● **記録一覧**
◇ ◇ ◇ ◇
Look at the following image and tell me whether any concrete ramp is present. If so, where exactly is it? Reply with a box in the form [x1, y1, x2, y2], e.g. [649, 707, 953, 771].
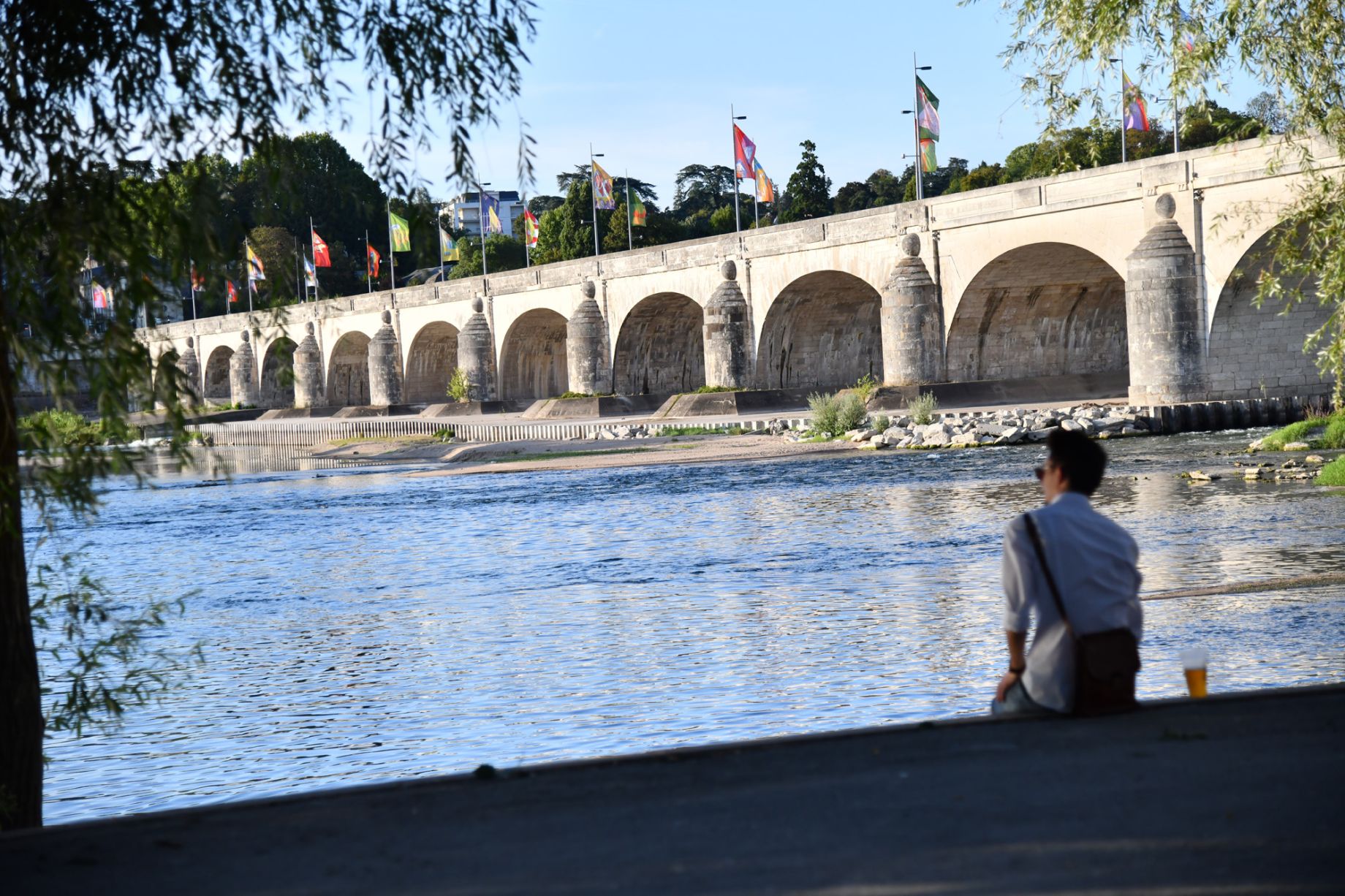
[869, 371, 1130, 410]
◇ ◇ ◇ ◇
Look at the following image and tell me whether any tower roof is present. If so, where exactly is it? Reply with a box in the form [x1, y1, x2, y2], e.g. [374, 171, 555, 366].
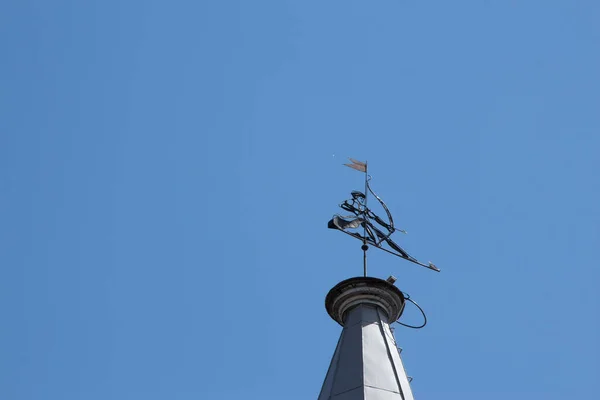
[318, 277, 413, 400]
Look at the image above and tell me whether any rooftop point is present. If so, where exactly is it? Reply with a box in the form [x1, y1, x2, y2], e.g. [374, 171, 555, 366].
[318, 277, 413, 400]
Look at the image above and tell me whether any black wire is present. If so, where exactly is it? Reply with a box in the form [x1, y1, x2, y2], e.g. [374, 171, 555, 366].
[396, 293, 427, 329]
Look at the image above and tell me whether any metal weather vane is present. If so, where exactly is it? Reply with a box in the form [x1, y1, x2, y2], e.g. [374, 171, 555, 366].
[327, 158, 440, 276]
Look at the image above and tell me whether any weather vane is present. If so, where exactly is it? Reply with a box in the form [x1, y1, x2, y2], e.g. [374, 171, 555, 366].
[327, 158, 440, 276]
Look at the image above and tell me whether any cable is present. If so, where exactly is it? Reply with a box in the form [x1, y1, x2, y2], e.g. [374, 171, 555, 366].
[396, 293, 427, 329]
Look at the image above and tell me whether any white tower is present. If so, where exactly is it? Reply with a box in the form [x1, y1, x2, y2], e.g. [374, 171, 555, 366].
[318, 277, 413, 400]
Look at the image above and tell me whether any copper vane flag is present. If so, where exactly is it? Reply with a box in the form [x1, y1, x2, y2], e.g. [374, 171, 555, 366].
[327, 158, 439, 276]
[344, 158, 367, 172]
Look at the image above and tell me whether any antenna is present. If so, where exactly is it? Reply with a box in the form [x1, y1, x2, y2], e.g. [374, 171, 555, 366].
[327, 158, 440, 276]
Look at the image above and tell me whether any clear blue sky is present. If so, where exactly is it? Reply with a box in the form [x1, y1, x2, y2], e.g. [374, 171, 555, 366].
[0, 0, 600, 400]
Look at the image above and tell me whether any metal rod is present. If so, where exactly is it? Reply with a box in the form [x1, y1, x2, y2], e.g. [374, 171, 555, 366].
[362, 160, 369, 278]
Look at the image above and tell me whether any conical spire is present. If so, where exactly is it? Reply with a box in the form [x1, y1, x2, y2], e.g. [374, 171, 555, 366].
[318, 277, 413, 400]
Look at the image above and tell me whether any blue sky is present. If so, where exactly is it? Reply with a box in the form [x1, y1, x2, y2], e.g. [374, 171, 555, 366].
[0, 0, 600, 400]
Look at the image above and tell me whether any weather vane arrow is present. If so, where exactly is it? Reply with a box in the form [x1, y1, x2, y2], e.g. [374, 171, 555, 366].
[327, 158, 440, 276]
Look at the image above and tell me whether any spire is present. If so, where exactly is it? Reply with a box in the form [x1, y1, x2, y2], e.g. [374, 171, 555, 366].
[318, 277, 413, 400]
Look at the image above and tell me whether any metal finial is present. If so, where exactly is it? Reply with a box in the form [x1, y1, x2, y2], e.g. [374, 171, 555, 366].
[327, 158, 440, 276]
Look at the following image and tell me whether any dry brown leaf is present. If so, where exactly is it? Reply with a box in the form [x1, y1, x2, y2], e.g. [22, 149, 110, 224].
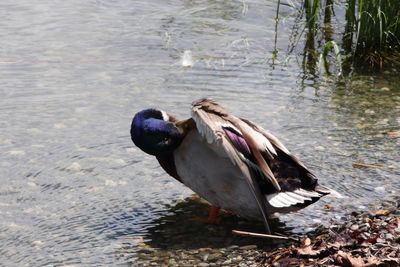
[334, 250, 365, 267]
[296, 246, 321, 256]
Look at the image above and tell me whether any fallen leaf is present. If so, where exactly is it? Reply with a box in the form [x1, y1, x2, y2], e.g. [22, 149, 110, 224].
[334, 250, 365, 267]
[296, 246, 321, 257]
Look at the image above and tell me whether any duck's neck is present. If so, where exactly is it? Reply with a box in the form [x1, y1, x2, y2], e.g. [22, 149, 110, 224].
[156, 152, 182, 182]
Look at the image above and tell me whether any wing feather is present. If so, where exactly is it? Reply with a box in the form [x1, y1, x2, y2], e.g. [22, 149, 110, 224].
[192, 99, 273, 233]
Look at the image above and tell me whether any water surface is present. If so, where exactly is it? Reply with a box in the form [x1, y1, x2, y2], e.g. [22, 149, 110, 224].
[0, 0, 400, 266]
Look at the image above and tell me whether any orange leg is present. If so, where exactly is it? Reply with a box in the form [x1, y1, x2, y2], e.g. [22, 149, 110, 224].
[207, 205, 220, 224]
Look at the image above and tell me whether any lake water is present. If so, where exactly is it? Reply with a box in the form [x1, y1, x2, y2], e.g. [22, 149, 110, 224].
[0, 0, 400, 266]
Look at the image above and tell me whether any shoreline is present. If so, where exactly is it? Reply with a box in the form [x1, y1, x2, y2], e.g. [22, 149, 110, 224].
◇ ◇ ◇ ◇
上の記録のうち、文字列「tower」を含む行をすべて特定し、書き写してください。大文字と小文字は区別します。

Look at the following image and tell me whether any tower roof is present. If so, where exactly is it? Reply with a box in the form [x1, y1, x2, y2], e.g. [374, 171, 555, 366].
Look at the image above and tell me whether any white tower is present. If so, where exactly is it? Reply with a box in the form [x1, y1, x2, y2], e.g. [374, 171, 555, 366].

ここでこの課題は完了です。